begin EXERCISE INPUTS
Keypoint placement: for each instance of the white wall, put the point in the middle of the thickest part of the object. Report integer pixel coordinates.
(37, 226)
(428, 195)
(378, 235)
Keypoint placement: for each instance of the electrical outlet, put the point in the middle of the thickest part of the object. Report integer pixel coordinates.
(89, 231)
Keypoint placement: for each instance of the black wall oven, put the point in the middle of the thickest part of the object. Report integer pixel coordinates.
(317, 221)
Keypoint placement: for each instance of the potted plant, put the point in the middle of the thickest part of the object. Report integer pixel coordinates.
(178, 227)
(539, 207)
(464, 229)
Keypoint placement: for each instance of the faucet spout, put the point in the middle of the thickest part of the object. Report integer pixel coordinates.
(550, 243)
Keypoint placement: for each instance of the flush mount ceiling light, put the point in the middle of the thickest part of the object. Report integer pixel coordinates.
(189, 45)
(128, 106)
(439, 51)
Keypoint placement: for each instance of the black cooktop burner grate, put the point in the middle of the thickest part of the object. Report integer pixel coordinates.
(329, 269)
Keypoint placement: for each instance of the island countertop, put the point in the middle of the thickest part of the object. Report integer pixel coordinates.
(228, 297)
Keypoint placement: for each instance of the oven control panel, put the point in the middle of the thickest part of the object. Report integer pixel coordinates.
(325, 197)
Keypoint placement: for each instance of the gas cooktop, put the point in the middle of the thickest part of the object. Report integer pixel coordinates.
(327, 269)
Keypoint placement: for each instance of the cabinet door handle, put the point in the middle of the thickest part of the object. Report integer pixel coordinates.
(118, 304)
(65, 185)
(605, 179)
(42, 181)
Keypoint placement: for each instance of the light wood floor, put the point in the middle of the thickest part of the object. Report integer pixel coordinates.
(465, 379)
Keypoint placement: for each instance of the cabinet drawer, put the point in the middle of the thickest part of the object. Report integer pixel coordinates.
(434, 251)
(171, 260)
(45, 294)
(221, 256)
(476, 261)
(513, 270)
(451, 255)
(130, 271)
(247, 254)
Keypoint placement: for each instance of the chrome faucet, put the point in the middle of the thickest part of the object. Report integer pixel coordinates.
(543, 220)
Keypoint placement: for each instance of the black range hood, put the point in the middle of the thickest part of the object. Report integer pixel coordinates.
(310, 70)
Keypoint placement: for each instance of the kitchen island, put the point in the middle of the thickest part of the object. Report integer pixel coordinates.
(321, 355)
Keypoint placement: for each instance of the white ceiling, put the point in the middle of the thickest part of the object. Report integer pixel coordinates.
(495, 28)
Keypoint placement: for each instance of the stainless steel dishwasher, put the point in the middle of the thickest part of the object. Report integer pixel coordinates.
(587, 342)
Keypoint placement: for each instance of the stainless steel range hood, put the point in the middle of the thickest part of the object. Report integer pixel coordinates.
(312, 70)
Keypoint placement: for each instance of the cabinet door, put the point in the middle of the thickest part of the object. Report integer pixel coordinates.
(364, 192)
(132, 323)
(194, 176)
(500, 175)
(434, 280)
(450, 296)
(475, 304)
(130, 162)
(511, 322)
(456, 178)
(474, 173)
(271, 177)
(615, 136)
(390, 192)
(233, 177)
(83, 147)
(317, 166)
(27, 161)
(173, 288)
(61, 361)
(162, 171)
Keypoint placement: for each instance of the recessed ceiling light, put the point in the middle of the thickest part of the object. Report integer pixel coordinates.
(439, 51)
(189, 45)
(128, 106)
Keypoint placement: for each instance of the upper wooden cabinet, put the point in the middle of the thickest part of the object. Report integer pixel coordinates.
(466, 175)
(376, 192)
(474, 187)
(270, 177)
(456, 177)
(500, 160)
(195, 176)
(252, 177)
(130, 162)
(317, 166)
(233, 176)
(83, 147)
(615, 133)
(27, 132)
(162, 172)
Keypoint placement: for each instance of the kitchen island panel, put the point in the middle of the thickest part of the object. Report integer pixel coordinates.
end EXERCISE INPUTS
▸ EXERCISE GOAL:
Format every line of the entries above as a Markdown table with the columns "Row" and "Line", numbering each line in the "Row" column and skipping any blank lines.

▸ RESULT OF THIS EXERCISE:
| Row | Line |
|---|---|
| 1 | Keypoint placement: for each instance of the white wall, put the point in the middle of the thickest part of the object. Report integer pixel coordinates. |
| 2 | (37, 226) |
| 3 | (428, 195) |
| 4 | (378, 235) |
| 5 | Keypoint placement: for each instance of the electrical outlet, put the point in the middle of the thickest part of the object. Report integer pixel coordinates. |
| 6 | (89, 231) |
| 7 | Keypoint placement: for each instance of the black wall oven, put the point in the middle of the thickest part of the object. Report integer pixel coordinates. |
| 8 | (317, 221) |
| 9 | Keypoint placement: for each instance of the potted plant, put the point in the middle of the thickest part of the object. Report integer pixel coordinates. |
| 10 | (178, 227) |
| 11 | (539, 207) |
| 12 | (464, 229) |
| 13 | Keypoint placement: for each instance of the faucet spout, put the point in the middle of the thickest part of the object. Report integer pixel coordinates. |
| 14 | (550, 243) |
| 15 | Keypoint placement: for each instance of the flush mount ceiling light, put the point in the middle of the thickest part of the object. Report integer pixel coordinates. |
| 16 | (189, 45) |
| 17 | (128, 106) |
| 18 | (439, 51) |
| 19 | Keypoint placement: for each instance of the black cooktop burner grate, put the point in the middle of the thickest part of the object. Report integer pixel coordinates. |
| 20 | (329, 269) |
| 21 | Keypoint placement: for each instance of the island countertop, put the point in the middle of the thickest part of the object. Report integer pixel coordinates. |
| 22 | (228, 297) |
| 23 | Keypoint placement: for each instance of the oven control panel, put the point in the middle of the thickest part of the object. Report integer pixel coordinates. |
| 24 | (325, 197) |
| 25 | Keypoint placement: for each instance of the gas cooktop, put the point in the middle of the thickest part of the object. Report integer pixel coordinates. |
| 26 | (327, 269) |
| 27 | Keypoint placement: for each instance of the cabinet door handle, put the point in the middle of the thickest part of the object. Report integer pixel coordinates. |
| 28 | (118, 304) |
| 29 | (65, 185) |
| 30 | (605, 179) |
| 31 | (42, 181) |
| 32 | Keypoint placement: for each instance of the light wood floor, put the point in the middle of the thickest part of the object. Report integer pixel coordinates. |
| 33 | (465, 379) |
| 34 | Keypoint placement: for each instance of the cabinet drawer, put the point in the middle of the thickest part of the object. Report integer pixel coordinates. |
| 35 | (434, 251) |
| 36 | (171, 260) |
| 37 | (45, 294) |
| 38 | (221, 256) |
| 39 | (476, 261) |
| 40 | (513, 270) |
| 41 | (451, 255) |
| 42 | (130, 271) |
| 43 | (247, 254) |
| 44 | Keypoint placement: for each instance of the chrome faucet, put the point in the middle of the thickest part of the object. Report integer pixel coordinates. |
| 45 | (543, 220) |
| 46 | Keypoint placement: for each instance of the black range hood, put the point in the middle of the thickest part of the object. Report integer pixel coordinates. |
| 47 | (310, 70) |
| 48 | Keypoint placement: for each instance of the kitchen island, put the point in the middle of the thickest part of the object. Report integer pixel coordinates. |
| 49 | (321, 355) |
| 50 | Keypoint placement: for each instance of the white ceiling, put the point in the middle of the thickest part of the object. Report integer pixel coordinates. |
| 51 | (495, 28) |
| 52 | Keypoint placement: for each instance of the stainless steel dishwasher, put the point in the middle of the thickest part of the object. Report integer pixel coordinates. |
| 53 | (587, 342) |
| 54 | Keypoint placement: for each instance of the stainless steel range hood, put the point in the middle of the thickest part of the object. Report integer pixel coordinates. |
| 55 | (312, 70) |
| 56 | Keypoint placement: for each instance of the cabinet door, put the point in the middle of the thickest part of the object. Report integer pixel coordinates. |
| 57 | (364, 192) |
| 58 | (132, 323) |
| 59 | (194, 176) |
| 60 | (500, 175) |
| 61 | (434, 280) |
| 62 | (450, 296) |
| 63 | (475, 304) |
| 64 | (130, 162) |
| 65 | (511, 322) |
| 66 | (456, 178) |
| 67 | (474, 173) |
| 68 | (271, 177) |
| 69 | (615, 136) |
| 70 | (390, 192) |
| 71 | (233, 177) |
| 72 | (83, 147) |
| 73 | (317, 166) |
| 74 | (27, 161) |
| 75 | (173, 288) |
| 76 | (61, 361) |
| 77 | (162, 171) |
| 78 | Keypoint placement: for each instance of the recessed ceiling light, put the point in the middle of the thickest part of the object. Report integer pixel coordinates. |
| 79 | (439, 51) |
| 80 | (189, 45) |
| 81 | (128, 106) |
| 82 | Keypoint placement: for each instance of the upper wooden cabinet, put the point in the middle of the thickest part of the object. Report integer pixel coordinates. |
| 83 | (466, 175) |
| 84 | (376, 192) |
| 85 | (474, 187) |
| 86 | (270, 177) |
| 87 | (456, 177) |
| 88 | (500, 160) |
| 89 | (195, 176) |
| 90 | (252, 177) |
| 91 | (130, 162) |
| 92 | (317, 166) |
| 93 | (233, 176) |
| 94 | (83, 147) |
| 95 | (615, 133) |
| 96 | (27, 132) |
| 97 | (162, 172) |
| 98 | Keypoint placement: for each instance of the kitchen island panel, put the point in the middle of the thickest part of the object. Report integer pixel coordinates. |